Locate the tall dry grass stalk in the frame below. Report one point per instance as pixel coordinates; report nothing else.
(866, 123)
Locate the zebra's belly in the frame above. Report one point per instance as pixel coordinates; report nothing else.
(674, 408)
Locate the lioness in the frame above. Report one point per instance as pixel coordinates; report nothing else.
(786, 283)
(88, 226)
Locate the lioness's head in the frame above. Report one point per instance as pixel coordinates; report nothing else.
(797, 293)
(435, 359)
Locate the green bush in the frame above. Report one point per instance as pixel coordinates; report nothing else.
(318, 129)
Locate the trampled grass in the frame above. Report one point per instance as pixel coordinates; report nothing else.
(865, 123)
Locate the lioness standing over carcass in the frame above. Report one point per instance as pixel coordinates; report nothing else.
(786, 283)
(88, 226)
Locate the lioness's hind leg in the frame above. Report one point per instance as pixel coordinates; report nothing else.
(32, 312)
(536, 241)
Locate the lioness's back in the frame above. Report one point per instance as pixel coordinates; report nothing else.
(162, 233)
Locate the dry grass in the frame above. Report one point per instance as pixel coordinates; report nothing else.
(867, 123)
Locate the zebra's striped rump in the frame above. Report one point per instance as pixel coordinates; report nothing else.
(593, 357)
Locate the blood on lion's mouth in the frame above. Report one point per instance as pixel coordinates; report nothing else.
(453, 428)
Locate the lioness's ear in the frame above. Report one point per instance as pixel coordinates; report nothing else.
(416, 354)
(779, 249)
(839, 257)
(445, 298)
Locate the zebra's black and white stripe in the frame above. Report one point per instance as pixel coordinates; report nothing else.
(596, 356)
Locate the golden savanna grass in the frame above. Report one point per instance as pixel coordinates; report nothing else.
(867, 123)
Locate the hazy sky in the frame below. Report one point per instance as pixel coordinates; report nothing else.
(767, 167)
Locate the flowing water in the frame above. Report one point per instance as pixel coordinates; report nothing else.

### Exercise goal
Reproduce exactly the line containing "Locate the lioness's head" and every line after it through the end of the records above, and nothing else.

### Final result
Locate the lioness's head in the frame above. Report one point per instance as pixel coordinates; report nothing else.
(797, 293)
(435, 359)
Locate the green bush in the frame above. Report one point per instance as pixel coordinates; report nothing else.
(318, 129)
Locate the trampled grass in the frame above. Report one point per instance as pixel coordinates; report nothing else.
(865, 123)
Locate the lioness standing over carcass in the frame above. Report one point per instance as pixel coordinates; report nothing else.
(786, 283)
(88, 226)
Locate the lioness's hind leg in the frame above. Report one point per instance as pixel coordinates; report nothing else.
(32, 312)
(536, 241)
Locate the lioness's back in the frame above. Report one point per instance as pixel coordinates; report nothing else.
(162, 233)
Locate the dry grass in the frame above. Report one point per instance as pixel coordinates; report nothing else.
(867, 123)
Locate the zebra's striped rump in the frame above. Report one point per instance as pixel coordinates; report nothing else.
(593, 357)
Locate the blood on lion's mouth in the frame above. Report one point per instance as pixel coordinates; report nothing else.
(453, 428)
Locate the lioness's ear in the frame above. Report one point per instance as pixel coordinates; report nothing else.
(416, 354)
(779, 249)
(839, 257)
(445, 298)
Locate the zebra's black and white stripe in the frame above. Report one point per instance as pixel coordinates; report nothing else.
(596, 356)
Locate the golden savanna grass in the frame above. Report one point per instance as pixel coordinates; report nothing else.
(867, 123)
Locate the hazy sky in the frame below. Report one point per instance as pixel coordinates; report nothing else.
(767, 167)
Locate the flowing water in the frame above. Report one point per instance as pixel coordinates; report nothing else.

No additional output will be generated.